Task set:
A) Copy the aquarium forum excerpt word for word, from "2) If you want" to "the water less.".
B) Proceed with the forum thread on aquarium water changes and fertilizer dosing, picking up right after its last sentence.

Excerpt provided:
^^^^^^^^

2) If you want to do 1 wc every two weeks then you can do many things. In the end you dont want plants to suffer from low nutrients. And as Ian mentioned you dont want organics from plants+fish+whatever to accumulate causing algae. So do whatever combination you want to get to this. Main thing you can do is lower your light->which lowers plants metabolism->which makes them uptake less nutrients->which makes them polute the water less.

Simply put. You want less hassle, then have low light. You might get away which your light atm and less wcs.


----------



## fablau (30 Apr 2015)

EnderUK said:


> Voodoo you're basically doing a very large increase of PPM of PO4 at the beginning of the week so greater PPM of PO4 the greater reaction between your micros or so the theory goes. The fact you are having problems with your tank is telling you something is wrong. Could be CO2, could be flow, could be light could be ferts (since you're not following the gospel written by Barr). To eliminate nutrients out of the equation it's always the recommendation to fall back to "correct" method with 60-50% water changes. Are you saying it's expensive filling the tank with RO water? Why don't you just use tap water?
> 
> Might as well dry dose for a tank that size 75g is roughly 3x20g in teaspoons (I've rounded as I can't be bothered with 3/16ths
> day 1 WC + 1/2 KNO3 + 1/4 KH2PO4 + 1.1/2 MgSO4
> ...




Thank you, but I am using tap water and I am trying to find a fert routine that allows me to perform WC every 2 weeks. Once a week is something I can't handle right now (lack of time!)

The amount of Po4 that I "dump" once a week is exactly what you are suggesting to dump every other day: 1/4 tsp. So, as you can see, I am dosing less then you are suggesting, therefore why should I have more problems than the routine you are suggesting?


----------



## ian_m (30 Apr 2015)

1. If you wish to only change water once a fortnight, fine, just run lights at 1/2 power buy say putting foil rings around the lights covering half up an run for say starting at only 4 hours. This will slow the tank down therefore generating less plant waste and organics and hopefully along with lower light intensity and lighting period will not cause issues (algae is main one).

^^^^^^^^

Dataset items:
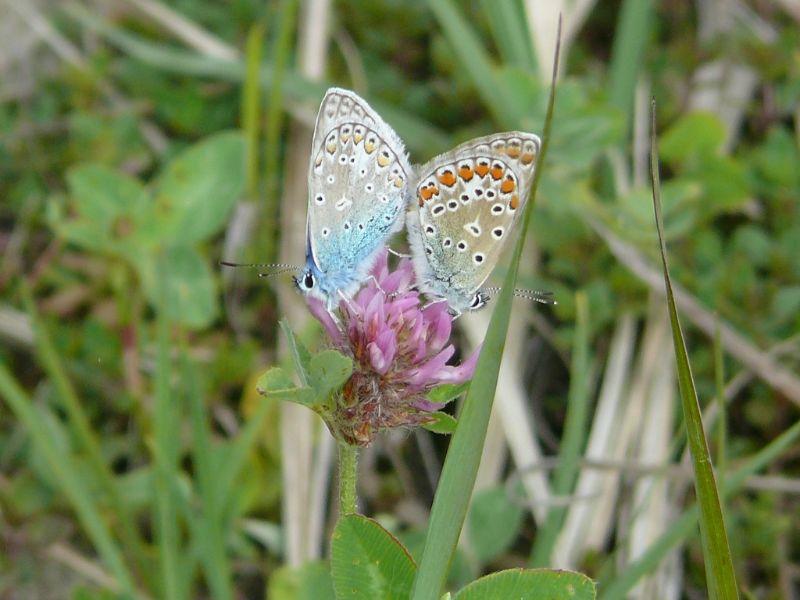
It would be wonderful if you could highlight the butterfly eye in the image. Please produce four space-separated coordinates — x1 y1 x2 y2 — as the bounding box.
469 292 486 310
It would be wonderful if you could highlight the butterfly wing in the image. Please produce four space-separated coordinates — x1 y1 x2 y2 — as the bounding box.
306 88 411 295
409 131 541 311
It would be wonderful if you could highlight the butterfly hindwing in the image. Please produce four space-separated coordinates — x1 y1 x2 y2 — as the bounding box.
409 132 540 311
307 88 411 299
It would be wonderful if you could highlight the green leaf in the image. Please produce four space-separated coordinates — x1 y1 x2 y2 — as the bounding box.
280 319 311 386
467 487 525 565
608 0 654 115
600 421 800 600
650 101 739 599
308 350 353 402
331 515 416 600
412 35 558 600
660 111 725 165
155 132 245 244
428 381 469 404
530 291 593 567
267 561 336 600
256 367 317 408
422 411 458 435
428 0 521 127
454 569 595 600
137 246 217 329
0 366 134 596
60 164 152 258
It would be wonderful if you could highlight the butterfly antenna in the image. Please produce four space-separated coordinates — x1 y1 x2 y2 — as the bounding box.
258 265 300 277
219 260 302 277
484 287 558 304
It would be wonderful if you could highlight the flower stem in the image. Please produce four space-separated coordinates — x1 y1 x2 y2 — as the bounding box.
339 442 358 516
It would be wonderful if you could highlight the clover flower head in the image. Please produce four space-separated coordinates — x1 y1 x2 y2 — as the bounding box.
308 250 480 446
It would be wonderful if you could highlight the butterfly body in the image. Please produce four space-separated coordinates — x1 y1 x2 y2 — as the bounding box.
295 88 411 308
408 131 540 313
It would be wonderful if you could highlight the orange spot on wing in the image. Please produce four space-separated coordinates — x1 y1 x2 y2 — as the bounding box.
438 169 456 187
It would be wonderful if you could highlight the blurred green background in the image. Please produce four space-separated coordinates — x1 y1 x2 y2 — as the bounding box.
0 0 800 599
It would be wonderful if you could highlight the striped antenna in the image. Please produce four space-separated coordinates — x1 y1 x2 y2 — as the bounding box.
483 287 558 304
219 260 303 277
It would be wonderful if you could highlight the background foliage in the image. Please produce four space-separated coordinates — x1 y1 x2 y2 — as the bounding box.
0 0 800 598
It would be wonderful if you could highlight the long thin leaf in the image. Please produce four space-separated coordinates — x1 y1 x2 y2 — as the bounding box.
20 281 146 574
530 292 592 567
600 421 800 600
258 0 298 262
412 22 561 600
153 254 183 600
64 4 451 153
608 0 653 121
187 347 233 600
650 100 739 599
0 362 134 596
242 23 264 198
428 0 520 127
481 0 538 72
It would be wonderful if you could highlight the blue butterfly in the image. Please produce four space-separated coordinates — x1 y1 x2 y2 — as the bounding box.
294 88 412 310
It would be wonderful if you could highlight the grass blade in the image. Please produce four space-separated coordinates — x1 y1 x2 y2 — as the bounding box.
481 0 538 72
608 0 653 115
412 22 561 600
0 362 134 596
600 421 800 600
530 292 593 567
20 281 146 574
181 344 233 600
650 100 739 599
258 0 298 262
428 0 519 128
63 4 452 154
153 260 183 600
242 23 264 199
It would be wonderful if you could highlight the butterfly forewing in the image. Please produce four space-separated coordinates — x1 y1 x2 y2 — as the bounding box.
409 132 539 310
307 88 411 289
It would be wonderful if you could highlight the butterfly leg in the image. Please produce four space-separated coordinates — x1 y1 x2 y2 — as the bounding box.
336 290 358 314
421 298 447 310
367 275 388 295
386 246 411 258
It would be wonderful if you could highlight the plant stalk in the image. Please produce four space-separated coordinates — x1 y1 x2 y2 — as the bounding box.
339 441 358 517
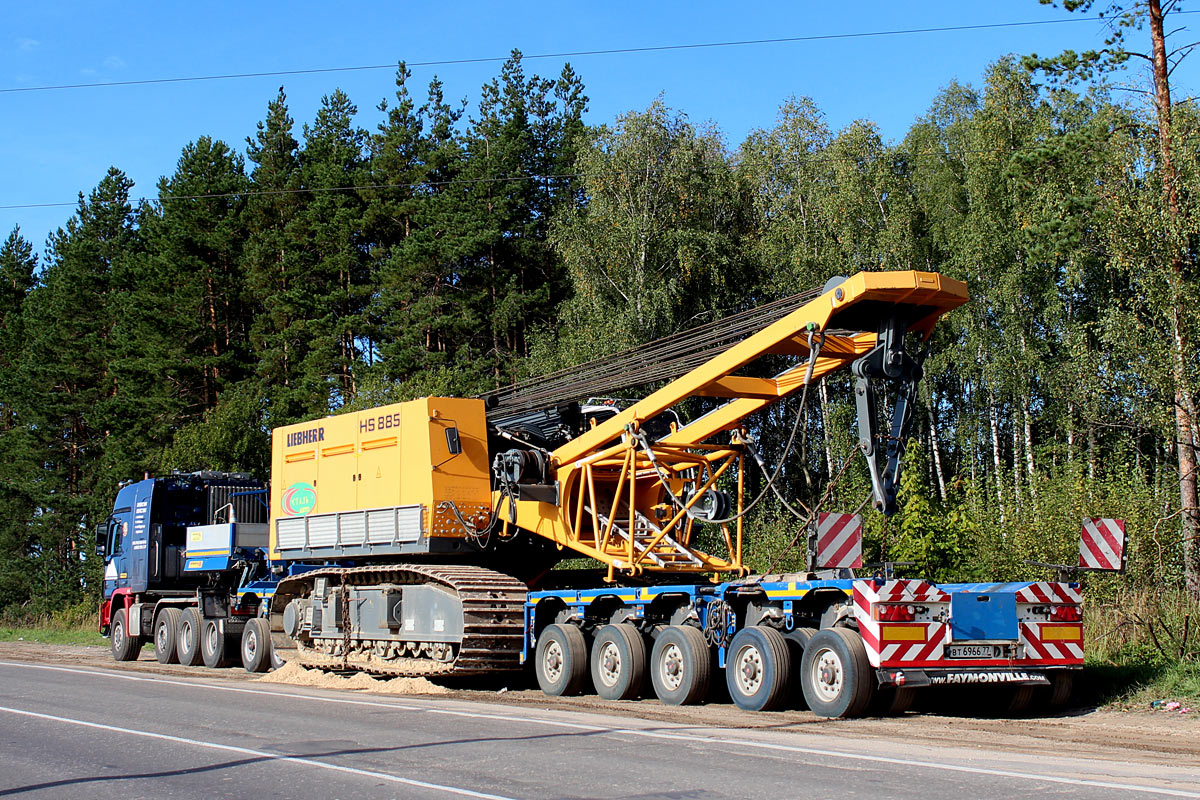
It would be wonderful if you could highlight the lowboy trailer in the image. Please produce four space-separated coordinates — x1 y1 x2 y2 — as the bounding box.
98 271 1120 716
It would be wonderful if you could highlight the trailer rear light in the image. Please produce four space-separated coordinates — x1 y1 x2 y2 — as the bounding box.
874 603 917 622
1050 606 1084 622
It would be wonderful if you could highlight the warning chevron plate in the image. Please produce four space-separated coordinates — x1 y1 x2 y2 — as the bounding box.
1079 519 1124 572
816 512 863 570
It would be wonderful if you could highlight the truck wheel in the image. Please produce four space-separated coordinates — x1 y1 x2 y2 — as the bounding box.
725 625 792 711
650 625 713 705
154 606 179 664
109 608 142 661
800 627 875 717
592 622 646 700
241 616 271 672
784 627 817 709
200 619 232 669
534 625 588 697
175 607 200 667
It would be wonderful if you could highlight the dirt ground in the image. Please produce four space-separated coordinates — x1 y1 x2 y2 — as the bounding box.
0 642 1200 766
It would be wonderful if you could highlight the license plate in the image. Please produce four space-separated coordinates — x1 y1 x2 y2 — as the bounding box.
946 644 1004 658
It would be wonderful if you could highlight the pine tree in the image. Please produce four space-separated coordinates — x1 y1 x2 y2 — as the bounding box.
242 86 314 425
293 90 372 414
0 227 38 609
17 169 138 608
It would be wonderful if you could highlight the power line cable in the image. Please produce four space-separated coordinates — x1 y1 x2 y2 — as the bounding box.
0 131 1156 211
0 11 1200 94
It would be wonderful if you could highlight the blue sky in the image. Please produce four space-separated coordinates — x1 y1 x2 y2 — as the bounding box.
0 0 1200 260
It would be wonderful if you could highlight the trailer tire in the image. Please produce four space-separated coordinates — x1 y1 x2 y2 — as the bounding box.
241 616 271 673
175 606 202 667
725 625 792 711
590 622 646 700
1033 672 1075 710
800 627 875 717
650 625 713 705
109 608 142 661
200 619 232 669
534 624 588 697
154 606 179 664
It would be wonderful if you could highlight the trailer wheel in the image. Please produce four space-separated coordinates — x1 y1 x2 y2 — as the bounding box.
725 625 792 711
175 607 200 667
200 619 230 669
592 622 646 700
109 608 142 661
1033 672 1075 710
800 627 874 717
241 616 271 672
154 606 179 664
534 625 588 697
650 625 713 705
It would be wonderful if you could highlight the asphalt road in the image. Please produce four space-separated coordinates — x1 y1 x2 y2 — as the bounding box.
0 661 1200 800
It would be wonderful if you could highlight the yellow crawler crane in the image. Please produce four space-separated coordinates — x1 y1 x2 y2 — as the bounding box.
270 271 967 675
496 272 967 579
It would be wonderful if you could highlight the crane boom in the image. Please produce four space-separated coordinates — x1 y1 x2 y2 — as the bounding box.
494 271 967 577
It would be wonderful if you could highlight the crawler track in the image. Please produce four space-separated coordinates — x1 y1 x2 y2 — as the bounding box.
278 564 527 678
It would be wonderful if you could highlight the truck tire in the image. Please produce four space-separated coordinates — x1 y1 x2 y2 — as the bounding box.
534 625 588 697
800 627 875 717
200 619 233 669
241 616 271 672
154 606 179 664
725 625 792 711
650 625 713 705
109 608 142 661
592 622 646 700
175 607 200 667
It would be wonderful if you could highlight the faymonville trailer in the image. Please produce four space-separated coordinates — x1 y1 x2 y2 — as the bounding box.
100 271 1121 716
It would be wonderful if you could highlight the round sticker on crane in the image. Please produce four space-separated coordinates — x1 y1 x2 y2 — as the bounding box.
281 483 317 517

^^^^^^^^

Results in order:
A)
2) If you want to do 1 wc every two weeks then you can do many things. In the end you dont want plants to suffer from low nutrients. And as Ian mentioned you dont want organics from plants+fish+whatever to accumulate causing algae. So do whatever combination you want to get to this. Main thing you can do is lower your light->which lowers plants metabolism->which makes them uptake less nutrients->which makes them polute the water less.

B)
2. You cannot just do a weekly ferts dump, as explained it doesn't work like that, you will only have problems, usually plant issues and resulting algae. If you just dump a weekly dump of ferts apart from the sudden change in water conditions for fish (and plants) the plants may scoff the lot (as well as PO4 reacting with your micro and other chemicals) and you will suffer plant deficiencies at the end of the week. It has been proven many times, and this is where the EI dosing scheme comes from you must dose for a constant daily level every day (or alternate).

3. All people who "invent their own dosing scheme" (it is NOT EI as EI is daily alternate macro/micro dosing) always end up with plant and algae issues. EI was derived to make it easy, no test kits required, never insufficient ferts but does require constant daily ferts levels and frequent water changes.

4. Try it...


----------



## Jose (30 Apr 2015)

http://www.barrreport.com/forum/bar...i-can-get-you-there-with-a-small-modification

Read very thoroughly and carefully.


----------



## EnderUK (30 Apr 2015)

Good advice Ian, you know I don't completely agree to your third statement but if someone is having problems then it's best to fall back to a schedule that works.

Jose I linked that on my first post


----------



## Jose (30 Apr 2015)

EnderUK said:


> Jose I linked that on my first post


Got me there!. Well that makes it a must read then.


----------



## fablau (1 May 2015)

ian_m said:


> 1. If you wish to only change water once a fortnight, fine, just run lights at 1/2 power buy say putting foil rings around the lights covering half up an run for say starting at only 4 hours. This will slow the tank down therefore generating less plant waste and organics and hopefully along with lower light intensity and lighting period will not cause issues (algae is main one).
> 
> 2. You cannot just do a weekly ferts dump, as explained it doesn't work like that, you will only have problems, usually plant issues and resulting algae. If you just dump a weekly dump of ferts apart from the sudden change in water conditions for fish (and plants) the plants may scoff the lot (as well as PO4 reacting with your micro and other chemicals) and you will suffer plant deficiencies at the end of the week. It has been proven many times, and this is where the EI dosing scheme comes from you must dose for a constant daily level every day (or alternate).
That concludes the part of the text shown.